Task prompt | Copy the records below in full, replacing each occurrence of "Annotation task" with "Labeling task" and keeping everything else the same.

-- START --

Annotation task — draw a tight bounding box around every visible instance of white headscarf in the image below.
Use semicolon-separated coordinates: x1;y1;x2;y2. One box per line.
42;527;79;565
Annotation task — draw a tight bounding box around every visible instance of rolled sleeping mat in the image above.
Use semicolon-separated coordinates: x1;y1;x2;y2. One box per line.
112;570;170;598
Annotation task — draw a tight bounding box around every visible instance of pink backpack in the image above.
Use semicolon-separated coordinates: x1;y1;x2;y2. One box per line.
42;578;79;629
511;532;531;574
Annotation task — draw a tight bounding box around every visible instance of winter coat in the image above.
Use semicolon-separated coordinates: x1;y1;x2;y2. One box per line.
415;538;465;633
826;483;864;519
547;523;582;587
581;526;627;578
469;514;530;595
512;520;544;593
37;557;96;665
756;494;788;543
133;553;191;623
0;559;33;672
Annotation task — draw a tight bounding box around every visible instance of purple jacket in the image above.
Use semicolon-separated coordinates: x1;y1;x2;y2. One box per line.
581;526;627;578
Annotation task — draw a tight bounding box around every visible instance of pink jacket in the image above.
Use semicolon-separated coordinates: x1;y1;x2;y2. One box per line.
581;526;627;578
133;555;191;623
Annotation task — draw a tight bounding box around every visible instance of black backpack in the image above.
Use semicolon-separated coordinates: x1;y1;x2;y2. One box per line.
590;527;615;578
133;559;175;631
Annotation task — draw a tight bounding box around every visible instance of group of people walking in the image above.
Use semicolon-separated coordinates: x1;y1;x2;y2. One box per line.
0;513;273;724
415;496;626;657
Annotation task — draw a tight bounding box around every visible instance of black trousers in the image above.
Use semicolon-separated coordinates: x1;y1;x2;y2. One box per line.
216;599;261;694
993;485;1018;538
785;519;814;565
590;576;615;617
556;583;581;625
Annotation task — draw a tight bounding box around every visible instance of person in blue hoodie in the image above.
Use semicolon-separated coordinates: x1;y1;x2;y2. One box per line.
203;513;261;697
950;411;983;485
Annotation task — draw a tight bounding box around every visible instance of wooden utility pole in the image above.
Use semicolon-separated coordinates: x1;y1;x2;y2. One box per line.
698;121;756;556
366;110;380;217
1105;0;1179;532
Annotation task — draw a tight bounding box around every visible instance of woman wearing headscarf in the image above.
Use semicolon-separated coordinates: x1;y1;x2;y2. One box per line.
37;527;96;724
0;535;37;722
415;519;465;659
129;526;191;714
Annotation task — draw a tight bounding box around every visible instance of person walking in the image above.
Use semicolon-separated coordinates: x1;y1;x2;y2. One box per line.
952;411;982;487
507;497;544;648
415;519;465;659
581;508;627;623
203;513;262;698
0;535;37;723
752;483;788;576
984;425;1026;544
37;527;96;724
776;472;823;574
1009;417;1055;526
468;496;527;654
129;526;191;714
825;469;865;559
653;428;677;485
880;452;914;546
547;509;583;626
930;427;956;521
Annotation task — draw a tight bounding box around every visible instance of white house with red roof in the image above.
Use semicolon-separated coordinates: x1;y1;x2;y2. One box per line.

-- END --

Worked answer |
Labeling task — draw a tight bounding box around every visible instance of white headscarf in the image below.
Use semicolon-separated coordinates: x1;y1;x2;y2. One box per line.
42;527;79;565
Labeling task — draw a tight bounding box around every visible instance of rolled sleeping mat in the image above.
Use semicolon-separated coordinates: x1;y1;x2;y2. One box per line.
112;570;170;598
Labeling task — draw a tight bounding box around every visible instance of pink backpack in the image above.
Use semicolon-separated coordinates: x1;y1;x2;y2. One box per line.
42;578;79;629
511;532;531;574
Labeling task — draw a tight bounding box around every visible instance of winter coat in the image above.
Use semicolon-separated coordinates: x1;y1;x2;y2. One box per line.
415;538;465;633
826;483;864;519
547;523;582;587
581;526;627;578
469;514;530;595
512;520;544;593
37;557;96;665
756;494;788;543
133;553;191;623
0;559;33;672
Labeling task — draw a tight bounding box around every visible instance of purple jacket in the image above.
Use semicolon-separated coordinates: x1;y1;x2;y2. One box per line.
581;526;627;578
Labeling task — draw a tight bounding box around every visible instance of pink jacket in the image above.
Use semicolon-separated coordinates: x1;y1;x2;y2. One box per line.
581;526;627;578
133;555;191;623
Labeling task — draw a tight bounding box around every visible instance of black backpack in the image above.
Use semicolon-separated coordinates: x1;y1;x2;y2. One box per line.
590;527;615;578
133;559;175;631
Labeling task — draw a tight bounding box around every visible instance of group of people walking in the image above.
Use semicolon-separated coordinates: x1;y1;x2;y2. One box per line.
0;513;273;724
415;496;626;657
Labeling task — draw a tight bounding box around every visible instance of black trousers in the image above.
Use semicolon-separated coordinates: x1;y1;x2;y2. One box per line.
216;599;261;694
993;485;1018;538
785;519;814;565
590;576;615;617
556;583;581;625
Labeling task — draw a tight bounding box around every visible instance of person in blue hoodie in the image above.
Use semicolon-separated coordinates: x1;y1;x2;y2. One box per line.
203;513;261;697
950;411;983;485
Labeling task — draw a tight bounding box around every visible instance of wooden utility pole in the image above.
Use semicolon-separated coordinates: x1;y1;x2;y2. One box per line.
698;121;756;556
366;110;380;217
1105;0;1179;532
Labeling task — draw a tight bounding box around every visible instance of woman wearing headscarf in the image above.
Use semicolon-separated coordinates: x1;y1;x2;y2. One box per line.
37;527;96;724
0;535;37;722
415;519;465;659
129;526;191;714
Labeling task — draw a tight bounding box around every visible instance of person walking in the image above.
Use semicolon-separated coordinates: x1;y1;x2;y2. One box per line.
952;411;982;487
507;497;544;648
415;519;465;659
581;508;627;623
203;513;262;698
0;535;37;723
752;483;788;576
984;425;1026;544
37;527;96;724
776;472;823;574
1009;417;1055;526
468;496;527;654
129;526;191;714
825;469;865;559
653;428;677;485
880;452;914;546
547;509;583;626
930;427;956;521
Labeling task — draw a tight bounding box around every visible instance of white house with red roof in the image above.
Use semicolon-separated coordinates: x1;y1;x2;y2. One box per line.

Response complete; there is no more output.